**Consigne donnée**
Recopiez à l'identique le passage de l'article sur les voix pacifistes israéliennes qui commence par « Lisa Hazan / » et se poursuit jusqu'à « aux côtés d’Israël. ».

*** Extrait du texte ***

Les voix pacifistes israéliennes

Rencontre avec Mauricio Lapchik 

Lisa Hazan / Photos : Lisa Hazan

Dans le précédent numéro, Lisa Hazan portait un regard inquiet sur le conflit israélo-palestinien qui semble sans issue et se posait la question « jusqu’à quand ? ». Aujourd’hui, elle part à la rencontre de Mauricio Lapchik, un des portes-paroles de La Paix Maintenant, Shalom Ahshav, mouvement sioniste de gauche. Ils veulent y croire maintenant, en implémentant la solution à deux États : contre l’occupation, pour la création d’un État palestinien aux côtés d’Israël.
TW : un des témoignages dans cet article relate des faits de violence ayant eu lieu le 7 octobre qui peuvent heurter certaines personnes.

Le 17 août 2024 au soir, comme chaque samedi depuis quatre mois, des milliers de manifestants sortent dans les rues d’Israël. Ils réclament le retour des otages, crient leur colère contre Netanyahu, l’exhortent à signer un accord. À Doha, les négociations avec le Hamas se poursuivent [NDLR : l’article a été écrit la semaine du 19 août], mais la population israélienne n’est guère optimiste. Rue Kaplan, à Tel Aviv, elle s’époumone : « Netanyahu se fiche des otages », « Le gouvernement doit tomber », « Stop à cette guerre », « Ramenez les otages à la maison, Ahshav ! »

*** Entrées de données ***

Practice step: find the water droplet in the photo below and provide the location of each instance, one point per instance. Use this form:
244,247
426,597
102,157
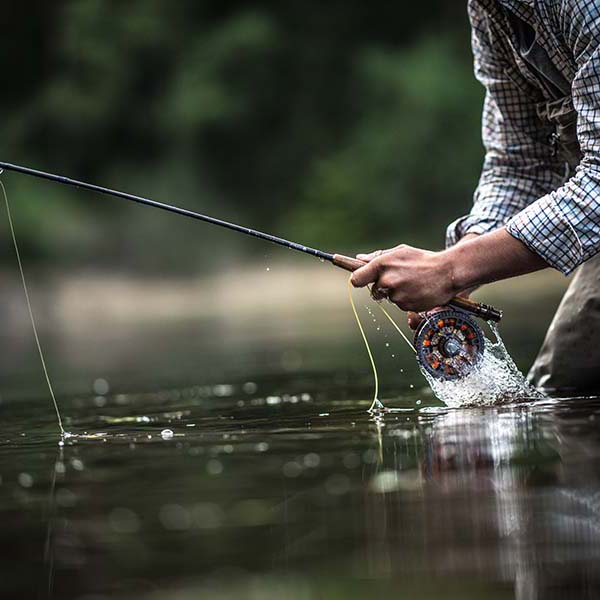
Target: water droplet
101,387
214,467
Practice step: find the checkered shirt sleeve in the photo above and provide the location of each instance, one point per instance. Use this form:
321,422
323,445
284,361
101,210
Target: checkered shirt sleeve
522,186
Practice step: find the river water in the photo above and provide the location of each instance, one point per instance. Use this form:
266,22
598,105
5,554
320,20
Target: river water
216,463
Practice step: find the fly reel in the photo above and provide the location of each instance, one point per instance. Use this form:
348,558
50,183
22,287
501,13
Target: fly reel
449,344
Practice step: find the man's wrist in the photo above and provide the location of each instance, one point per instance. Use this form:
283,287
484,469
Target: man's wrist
487,258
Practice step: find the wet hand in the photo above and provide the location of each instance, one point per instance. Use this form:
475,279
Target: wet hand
414,279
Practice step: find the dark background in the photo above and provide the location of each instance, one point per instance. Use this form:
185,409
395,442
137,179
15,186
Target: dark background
345,125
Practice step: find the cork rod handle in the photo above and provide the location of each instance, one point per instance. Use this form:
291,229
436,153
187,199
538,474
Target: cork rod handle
475,308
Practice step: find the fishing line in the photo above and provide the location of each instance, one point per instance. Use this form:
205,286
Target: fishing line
37,339
376,402
385,312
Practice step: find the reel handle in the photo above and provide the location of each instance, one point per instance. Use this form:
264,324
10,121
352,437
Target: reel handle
483,311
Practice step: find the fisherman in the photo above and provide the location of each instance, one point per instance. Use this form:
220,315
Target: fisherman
538,200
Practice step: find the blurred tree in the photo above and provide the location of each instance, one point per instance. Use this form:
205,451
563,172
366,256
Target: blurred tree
345,125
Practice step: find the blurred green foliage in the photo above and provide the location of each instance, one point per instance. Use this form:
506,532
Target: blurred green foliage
344,125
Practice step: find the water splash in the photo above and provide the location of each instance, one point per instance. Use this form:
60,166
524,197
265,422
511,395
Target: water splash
496,380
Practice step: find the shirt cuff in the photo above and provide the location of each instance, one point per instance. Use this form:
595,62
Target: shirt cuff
469,224
545,230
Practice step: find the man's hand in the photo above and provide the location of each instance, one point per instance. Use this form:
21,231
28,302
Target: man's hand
419,280
413,279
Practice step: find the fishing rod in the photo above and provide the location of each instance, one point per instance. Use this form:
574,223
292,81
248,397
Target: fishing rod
437,344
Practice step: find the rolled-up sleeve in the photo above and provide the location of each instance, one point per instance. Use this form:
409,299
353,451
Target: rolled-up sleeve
518,167
563,227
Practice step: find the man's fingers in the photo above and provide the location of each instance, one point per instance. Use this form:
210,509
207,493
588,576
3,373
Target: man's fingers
414,319
365,275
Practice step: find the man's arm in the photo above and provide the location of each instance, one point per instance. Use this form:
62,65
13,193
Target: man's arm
420,280
519,167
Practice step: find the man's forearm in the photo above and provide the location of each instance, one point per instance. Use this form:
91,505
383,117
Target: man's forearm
490,257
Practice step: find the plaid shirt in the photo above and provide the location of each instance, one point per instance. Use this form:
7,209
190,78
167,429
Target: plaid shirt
523,184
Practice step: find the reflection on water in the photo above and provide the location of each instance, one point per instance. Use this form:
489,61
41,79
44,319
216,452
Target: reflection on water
261,493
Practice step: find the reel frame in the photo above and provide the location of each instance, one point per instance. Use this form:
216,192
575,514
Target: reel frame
449,344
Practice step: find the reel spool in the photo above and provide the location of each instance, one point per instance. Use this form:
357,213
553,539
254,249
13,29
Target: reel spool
449,344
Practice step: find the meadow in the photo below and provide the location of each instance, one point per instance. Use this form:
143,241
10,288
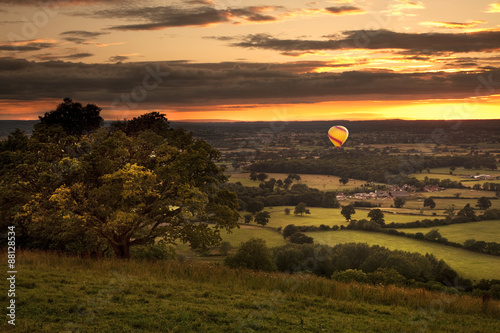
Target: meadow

***

**Solution**
Lisa Hazan / Photos : Lisa Hazan

Dans le précédent numéro, Lisa Hazan portait un regard inquiet sur le conflit israélo-palestinien qui semble sans issue et se posait la question « jusqu’à quand ? ». Aujourd’hui, elle part à la rencontre de Mauricio Lapchik, un des portes-paroles de La Paix Maintenant, Shalom Ahshav, mouvement sioniste de gauche. Ils veulent y croire maintenant, en implémentant la solution à deux États : contre l’occupation, pour la création d’un État palestinien aux côtés d’Israël.